Items from a data source
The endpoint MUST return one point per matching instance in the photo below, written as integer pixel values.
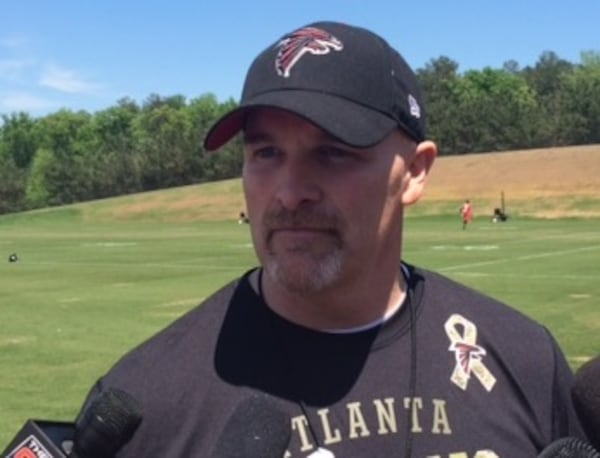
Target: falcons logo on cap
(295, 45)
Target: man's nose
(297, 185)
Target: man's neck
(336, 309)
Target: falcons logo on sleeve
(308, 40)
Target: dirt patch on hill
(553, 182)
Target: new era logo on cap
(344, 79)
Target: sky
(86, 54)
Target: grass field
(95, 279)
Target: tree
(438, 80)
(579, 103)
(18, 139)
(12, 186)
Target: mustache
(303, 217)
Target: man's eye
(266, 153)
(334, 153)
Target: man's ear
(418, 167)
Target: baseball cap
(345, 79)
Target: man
--
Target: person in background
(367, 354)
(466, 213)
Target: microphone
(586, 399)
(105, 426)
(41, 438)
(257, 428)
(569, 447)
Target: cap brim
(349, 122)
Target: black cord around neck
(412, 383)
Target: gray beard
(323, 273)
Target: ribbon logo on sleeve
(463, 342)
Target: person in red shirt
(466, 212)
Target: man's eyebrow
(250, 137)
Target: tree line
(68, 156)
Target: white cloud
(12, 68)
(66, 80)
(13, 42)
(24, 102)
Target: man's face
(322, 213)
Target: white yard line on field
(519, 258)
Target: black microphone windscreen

## [Work request]
Give again exactly, and only, the lines above starting at the one with "Target: cap brim" and ending at the one with "Target: black microphone windscreen".

## [Solution below]
Target: cap brim
(349, 122)
Target: black cord around neck
(412, 383)
Target: gray beard
(323, 273)
Target: ribbon logo on sleeve
(463, 342)
Target: person in red shirt
(466, 212)
Target: man's eyebrow
(250, 137)
Target: tree line
(68, 156)
Target: white cloud
(12, 68)
(66, 80)
(13, 42)
(24, 102)
Target: man's face
(322, 213)
Target: white yard line on field
(519, 258)
Target: black microphone windscreen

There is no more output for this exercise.